• **Exercise prompt**
Reproduce the passage of the crowdfunding article starting with "It was in these" and going on through "gives £1,000 (AUD$1,873).".

[[ Extracted text open ]]

It was in these circumstances that the mobile gaming platform LIFE (Life Saving Emergencies) was born. Eighty percent of all African health workers and nurses had smartphones. Instead of a classroom lecture or a medical workshop, English and Paton devised a teaching software that could instruct the health care workers on emergency procedures that will save the life of the mother and lengthen that of the newborn until a means can be found to improve their health.

LIFE used a gaming approach to make the online teaching course more attractive and effective for the tech-savvy health care worker. The English-Paton team is crowdfunding for £100,000 (AUD$187,340) to develop, manufacture, and distribute the platform. Oxford’s Templeton College, their home base, will host a dinner with English for the crowdfunder who gives £1,000 (AUD$1,873).

Crowdfunding as well as crowdsourcing ideas are the goals of the University of Michigan in launching its Wellspringboard.org project. According to The Sleep Review Magazine , the university, along with its medical research department, is actively asking its community of students, faculty members and patients the health issues they want to prioritise for research. Though the project is open to all ideas, five categories will receive the initial spotlight: cardiovascular illnesses of children, the kinds of cancer afflicting kids, diabetes in adults, inflammatory digestive diseases and sleep problems like insomnia.

Once a health issue comes out on the site, the other community members have 30 days to cast their votes to make it the center for the first research projects. Afterwards, Wellspringboard.org will encourage the rest to support the actual research and development through crowdfunding.

Crowdfunding campaigns often come hand-in-hand with research in the medical community. Unlike the other industries, newbie investors see medical research as important to their daily lives; at the same time, they want to augment their own limited knowledge of it.

Med-X, Inc., a health and wellness company inviting crowdfunders and investors to take an active part in the booming medical marijuana business, is generating its information campaign with its own Marijuana Times online publication. Medical cannabis has been used to treat brain injury, nerve pain, chemotherapy-induced nausea and loss of appetite, among other conditions.

Med-X, Inc’s own product, which has been conceptualised, grown, farmed and developed in American soil, is rooted in a breakthrough pest-free soil that ensures that the cannabis plant gives a robust, strong, and medically healthy yield. The 15-year-old Nevada-based company’s information campaign gives the investor and consumer alike a close, informed look at the highly regulated and stringent process as well as the advantages of medical marijuana. It also debunks the myths that have been associated with the drug which is usually taken in liquid or pill form.

Med-X also shows potential investors the projected earnings of investing in medical marijuana. Start Engine projects an industry growth rate from $5.4 billion (AUD$7.04 billion) in 2015 to $21.8 billion (AUD$28.4 billion) in 2020. At 60 cents (AUD$0.78) share, even young hardworking Americans at their first job out of college can become a shareholder.

Crowdfunding may raise a few eyebrows in the medical community which has long been rooted in a more traditional kind of research and peer-related approval. However, the impetus provided by health practitioners themselves to solicit funding and ideas from their colleagues as well as the greater community of patients may soon build momentum and accelerate. Health is a serious issue that affect millions and the constant search for treatments and technologies to combat disease cannot be kept at bay indefinitely –especially if there are investors, entrepreneurs and concerned citizens who are willing to put their money where their collective mouth is.

[[ Extracted text closed ]]
[[ Records supplied open ]]

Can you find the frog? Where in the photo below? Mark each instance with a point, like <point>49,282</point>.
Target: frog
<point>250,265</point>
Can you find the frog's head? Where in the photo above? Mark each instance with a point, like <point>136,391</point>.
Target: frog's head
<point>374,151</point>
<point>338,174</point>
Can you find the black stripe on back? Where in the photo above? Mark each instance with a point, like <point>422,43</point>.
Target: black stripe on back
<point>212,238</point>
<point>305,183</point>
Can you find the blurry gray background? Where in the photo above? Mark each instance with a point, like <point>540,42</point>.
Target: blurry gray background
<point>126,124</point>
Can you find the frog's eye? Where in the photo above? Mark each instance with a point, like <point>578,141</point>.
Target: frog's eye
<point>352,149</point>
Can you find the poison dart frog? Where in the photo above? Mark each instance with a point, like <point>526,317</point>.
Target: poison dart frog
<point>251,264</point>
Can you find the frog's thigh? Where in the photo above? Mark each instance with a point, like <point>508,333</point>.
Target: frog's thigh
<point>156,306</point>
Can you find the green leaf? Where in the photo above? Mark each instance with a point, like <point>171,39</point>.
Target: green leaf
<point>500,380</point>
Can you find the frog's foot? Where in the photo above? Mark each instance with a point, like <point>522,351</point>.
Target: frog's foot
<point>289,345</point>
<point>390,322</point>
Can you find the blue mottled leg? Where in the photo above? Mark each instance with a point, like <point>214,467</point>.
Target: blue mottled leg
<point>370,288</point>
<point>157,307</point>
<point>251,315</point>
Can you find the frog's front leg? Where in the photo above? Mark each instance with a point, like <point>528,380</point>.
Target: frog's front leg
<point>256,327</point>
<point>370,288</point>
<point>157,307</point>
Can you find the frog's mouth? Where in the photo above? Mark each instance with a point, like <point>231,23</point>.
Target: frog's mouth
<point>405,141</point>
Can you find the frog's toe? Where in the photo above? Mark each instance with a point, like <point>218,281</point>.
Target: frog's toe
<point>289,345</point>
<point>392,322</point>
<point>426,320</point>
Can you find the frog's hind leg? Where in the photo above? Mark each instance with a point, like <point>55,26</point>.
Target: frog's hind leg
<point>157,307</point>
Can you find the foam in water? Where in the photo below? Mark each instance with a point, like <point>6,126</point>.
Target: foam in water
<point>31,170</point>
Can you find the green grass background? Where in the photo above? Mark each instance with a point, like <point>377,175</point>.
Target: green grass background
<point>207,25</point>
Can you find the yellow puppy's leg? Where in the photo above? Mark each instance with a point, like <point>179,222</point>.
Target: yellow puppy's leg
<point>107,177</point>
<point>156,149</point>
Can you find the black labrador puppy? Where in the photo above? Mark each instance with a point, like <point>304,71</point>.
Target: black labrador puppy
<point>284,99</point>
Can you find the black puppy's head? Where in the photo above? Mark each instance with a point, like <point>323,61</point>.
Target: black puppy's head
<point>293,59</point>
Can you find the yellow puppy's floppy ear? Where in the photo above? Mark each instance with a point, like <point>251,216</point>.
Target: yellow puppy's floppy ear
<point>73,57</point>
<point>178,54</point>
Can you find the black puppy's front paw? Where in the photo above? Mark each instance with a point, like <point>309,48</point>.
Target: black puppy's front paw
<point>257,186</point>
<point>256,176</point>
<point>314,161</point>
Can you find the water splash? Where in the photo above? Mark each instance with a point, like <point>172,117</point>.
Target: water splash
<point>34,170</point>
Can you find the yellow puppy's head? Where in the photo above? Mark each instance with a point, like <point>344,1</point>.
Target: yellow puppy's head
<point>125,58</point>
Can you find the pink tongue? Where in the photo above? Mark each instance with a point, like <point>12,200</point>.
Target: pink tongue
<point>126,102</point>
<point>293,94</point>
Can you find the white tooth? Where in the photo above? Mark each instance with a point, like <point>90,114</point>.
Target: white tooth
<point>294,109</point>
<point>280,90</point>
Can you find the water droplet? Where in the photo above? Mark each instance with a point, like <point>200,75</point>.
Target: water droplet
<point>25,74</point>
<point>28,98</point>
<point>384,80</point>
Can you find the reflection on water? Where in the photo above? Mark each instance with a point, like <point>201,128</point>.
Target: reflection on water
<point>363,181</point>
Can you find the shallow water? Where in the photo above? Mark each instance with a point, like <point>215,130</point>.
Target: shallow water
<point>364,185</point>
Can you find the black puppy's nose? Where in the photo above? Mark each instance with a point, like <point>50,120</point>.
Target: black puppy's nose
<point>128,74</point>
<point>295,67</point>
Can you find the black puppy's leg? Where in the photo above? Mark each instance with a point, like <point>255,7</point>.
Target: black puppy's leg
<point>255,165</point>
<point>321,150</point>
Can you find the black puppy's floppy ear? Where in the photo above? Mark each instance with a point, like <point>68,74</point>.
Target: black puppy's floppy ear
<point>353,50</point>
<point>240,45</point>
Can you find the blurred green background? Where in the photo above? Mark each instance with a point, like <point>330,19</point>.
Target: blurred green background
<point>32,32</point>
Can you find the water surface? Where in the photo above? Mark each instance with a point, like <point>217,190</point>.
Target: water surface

[[ Records supplied closed ]]

• **Task answer**
It was in these circumstances that the mobile gaming platform LIFE (Life Saving Emergencies) was born. Eighty percent of all African health workers and nurses had smartphones. Instead of a classroom lecture or a medical workshop, English and Paton devised a teaching software that could instruct the health care workers on emergency procedures that will save the life of the mother and lengthen that of the newborn until a means can be found to improve their health.

LIFE used a gaming approach to make the online teaching course more attractive and effective for the tech-savvy health care worker. The English-Paton team is crowdfunding for £100,000 (AUD$187,340) to develop, manufacture, and distribute the platform. Oxford’s Templeton College, their home base, will host a dinner with English for the crowdfunder who gives £1,000 (AUD$1,873).